> _EXCERPT PROVIDED_:
•••

Indonesia: Retailers to crack down on plastic bags

Hans Nicholas Jong, The Jakarta Post 5 Feb 16;

Customers will have to pay for plastic bags when they shop at shopping malls, department stores, supermarkets and other retail outlets throughout 23 of the country’s major cities starting Feb. 21.

In an effort to reduce plastic waste, Indonesian Retailers Association (Aprindo) chairman Roy Mandey said on Thursday that all modern retailers in 23 of the country’s major cities were ready to implement the policy set by the Environment and Forestry Ministry last year.

“All retailers in these cities have been targeted to implement the education program. We will start doing this to show that the retail industry have made a commitment to support the government’s program,” he told The Jakarta Post on Thursday.

The 23 major cities are Ambon, Balikpapan, Banda Aceh, Bandung, Banjarmasin, Bekasi, Bogor, Denpasar, Depok, Jakarta, Jayapura, Kendari, Makassar, Medan, Palembang, Papua, Pekanbaru, Semarang, Solo, Surabaya, Tangerang, South Tangerang and Yogyakarta.

The association chose Feb. 21 as the date to kick off the campaign so as to coincide with National Waste Awareness Day.

The ministry’s director general for dangerous toxic material and waste management, Tuti Hendrawati Mintarsih, said that the government has yet to confirm the price to be charged to customers for plastic shopping bags.

The ministry has proposed a charge of Rp 500 per plastic bag and suggested that customers could get Rp 200 back if they return the plastic bags to the retailers.

But Tuti said that, through local ordinances, regional governments would have the final say on how much shoppers will be charged.

She expected that the price will vary between regions and are likely to be between Rp 500 and Rp 5,000.

“So [the prices] will be flexible, depending on the agreement between regions and retailers themselves,” Tuti said.

Aprindo, meanwhile, has proposed a Rp 200 charge for each plastic bag.

“Under the assumption that such a price will be affordable to the public,” Roy said. “But we’re just hoping for the best decision. We will leave it to the regional governments [to decide]”.

The ministry considers Rp 200 to be too low and is thus unlikely to deter people from using plastic bags.

“This is still a trial period, from February to June, so Aprindo should have nothing to worry about,” she said.

Banda Aceh Mayor Illiza Sa’aduddin Djamal said on Thursday that his administration would likely apply a reasonable price.

“It could be around Rp 500 [I suppose], based on what the ministry ask,” she said.

•••

> _EXCERPTED DATA_:
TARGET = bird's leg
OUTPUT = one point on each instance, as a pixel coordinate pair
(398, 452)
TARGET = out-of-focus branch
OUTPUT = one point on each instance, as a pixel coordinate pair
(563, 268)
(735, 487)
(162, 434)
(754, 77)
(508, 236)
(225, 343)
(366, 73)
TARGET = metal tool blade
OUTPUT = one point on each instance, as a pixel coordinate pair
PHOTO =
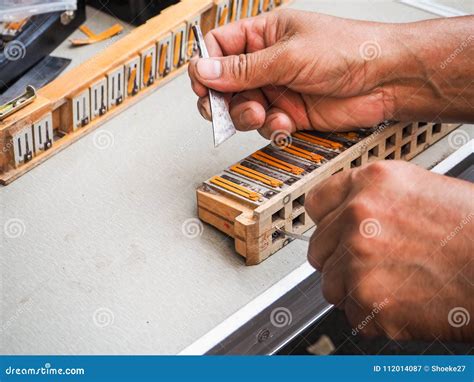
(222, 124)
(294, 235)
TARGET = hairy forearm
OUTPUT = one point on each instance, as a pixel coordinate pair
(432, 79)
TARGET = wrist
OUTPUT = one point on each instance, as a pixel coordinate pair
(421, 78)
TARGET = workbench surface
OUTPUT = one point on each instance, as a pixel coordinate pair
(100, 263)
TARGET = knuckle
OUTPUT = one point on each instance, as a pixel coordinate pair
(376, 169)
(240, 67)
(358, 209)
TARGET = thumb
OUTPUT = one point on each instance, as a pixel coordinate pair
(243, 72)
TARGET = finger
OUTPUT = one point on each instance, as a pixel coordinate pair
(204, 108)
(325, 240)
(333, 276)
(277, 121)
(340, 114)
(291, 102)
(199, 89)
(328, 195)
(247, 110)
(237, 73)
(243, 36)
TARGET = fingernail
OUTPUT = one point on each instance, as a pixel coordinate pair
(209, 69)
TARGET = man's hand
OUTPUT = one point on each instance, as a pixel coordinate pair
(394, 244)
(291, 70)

•••

> _TASK TO COMPLETE_: In the article about Indonesia's plastic bag charges, rewrite the paragraph beginning "In an effort to reduce plastic waste" as a short bulleted list that keeps its main facts.

> _SOLUTION BELOW_:
- Aim: reducing plastic waste
- Speaker: Roy Mandey, chairman of the Indonesian Retailers Association (Aprindo), speaking on Thursday
- Statement: all modern retailers in 23 of the country's major cities are ready to implement the policy
- Policy source: the Environment and Forestry Ministry, which set it last year